§ **WORK ITEM**: Scan the records beneath this line for the line holding "Query: silver sequined dress" and the line holding "Locate the raised", then transcribe exactly those two and all lines between.

Point localization data
######

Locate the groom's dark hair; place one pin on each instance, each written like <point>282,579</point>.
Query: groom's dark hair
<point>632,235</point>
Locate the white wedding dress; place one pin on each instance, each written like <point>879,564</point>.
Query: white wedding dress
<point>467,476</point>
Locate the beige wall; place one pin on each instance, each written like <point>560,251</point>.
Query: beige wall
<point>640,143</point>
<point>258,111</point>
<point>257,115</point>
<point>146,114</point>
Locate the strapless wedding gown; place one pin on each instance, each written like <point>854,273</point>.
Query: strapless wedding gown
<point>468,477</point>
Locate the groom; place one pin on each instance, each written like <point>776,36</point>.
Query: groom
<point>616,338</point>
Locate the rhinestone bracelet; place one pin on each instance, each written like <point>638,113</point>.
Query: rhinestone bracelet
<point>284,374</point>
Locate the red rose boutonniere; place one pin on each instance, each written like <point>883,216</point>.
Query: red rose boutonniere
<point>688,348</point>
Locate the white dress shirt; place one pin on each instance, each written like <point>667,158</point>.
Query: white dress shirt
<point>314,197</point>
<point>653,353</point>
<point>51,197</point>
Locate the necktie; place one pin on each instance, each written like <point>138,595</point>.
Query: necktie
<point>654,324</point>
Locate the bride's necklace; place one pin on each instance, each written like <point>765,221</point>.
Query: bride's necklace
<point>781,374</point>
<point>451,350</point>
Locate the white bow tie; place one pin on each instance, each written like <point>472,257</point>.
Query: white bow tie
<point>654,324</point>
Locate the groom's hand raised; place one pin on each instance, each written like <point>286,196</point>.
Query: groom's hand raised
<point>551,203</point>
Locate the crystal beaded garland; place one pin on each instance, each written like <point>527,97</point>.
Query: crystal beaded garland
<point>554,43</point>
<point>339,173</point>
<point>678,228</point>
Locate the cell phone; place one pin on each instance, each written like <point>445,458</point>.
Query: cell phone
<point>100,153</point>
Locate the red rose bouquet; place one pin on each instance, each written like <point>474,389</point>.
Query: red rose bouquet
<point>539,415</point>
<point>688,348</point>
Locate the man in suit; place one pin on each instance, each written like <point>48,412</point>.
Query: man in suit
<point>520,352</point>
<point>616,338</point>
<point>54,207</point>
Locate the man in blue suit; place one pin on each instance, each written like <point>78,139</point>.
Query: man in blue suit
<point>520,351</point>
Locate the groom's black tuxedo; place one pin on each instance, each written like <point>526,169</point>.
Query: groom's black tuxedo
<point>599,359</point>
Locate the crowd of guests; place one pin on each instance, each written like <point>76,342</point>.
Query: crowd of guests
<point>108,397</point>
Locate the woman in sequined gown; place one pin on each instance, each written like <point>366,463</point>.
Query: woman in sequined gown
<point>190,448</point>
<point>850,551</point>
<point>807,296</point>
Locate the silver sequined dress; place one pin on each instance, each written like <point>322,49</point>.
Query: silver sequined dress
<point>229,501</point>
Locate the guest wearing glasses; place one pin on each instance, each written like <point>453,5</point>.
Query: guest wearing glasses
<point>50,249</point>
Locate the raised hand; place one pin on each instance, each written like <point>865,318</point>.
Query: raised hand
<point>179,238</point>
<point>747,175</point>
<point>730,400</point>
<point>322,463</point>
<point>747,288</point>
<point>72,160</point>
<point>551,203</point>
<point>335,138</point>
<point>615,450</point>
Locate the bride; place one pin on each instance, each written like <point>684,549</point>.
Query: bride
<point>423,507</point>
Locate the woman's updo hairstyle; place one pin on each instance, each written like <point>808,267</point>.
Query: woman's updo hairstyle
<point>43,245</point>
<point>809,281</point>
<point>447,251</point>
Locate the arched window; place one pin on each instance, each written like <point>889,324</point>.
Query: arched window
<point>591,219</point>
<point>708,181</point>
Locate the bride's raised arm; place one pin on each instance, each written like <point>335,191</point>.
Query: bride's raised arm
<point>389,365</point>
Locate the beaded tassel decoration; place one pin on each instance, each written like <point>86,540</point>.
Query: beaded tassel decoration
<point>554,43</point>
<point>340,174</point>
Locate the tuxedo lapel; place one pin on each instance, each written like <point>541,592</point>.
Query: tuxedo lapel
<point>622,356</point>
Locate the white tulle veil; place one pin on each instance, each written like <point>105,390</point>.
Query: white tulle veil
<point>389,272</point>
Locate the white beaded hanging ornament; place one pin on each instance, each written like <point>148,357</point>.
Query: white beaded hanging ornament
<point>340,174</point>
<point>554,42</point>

######

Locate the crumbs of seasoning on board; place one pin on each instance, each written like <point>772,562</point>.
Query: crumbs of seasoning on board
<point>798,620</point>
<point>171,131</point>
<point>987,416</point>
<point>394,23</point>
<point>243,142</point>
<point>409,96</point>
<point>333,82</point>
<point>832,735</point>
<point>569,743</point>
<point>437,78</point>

######

§ **ANSWER**:
Query: silver sequined dress
<point>229,501</point>
Locate the guest wearing glasses; place one pin on each instance, each written like <point>453,5</point>.
Query: guest wearing glasses
<point>50,249</point>
Locate the raised hand; place one pin on each instance, each written like <point>865,318</point>.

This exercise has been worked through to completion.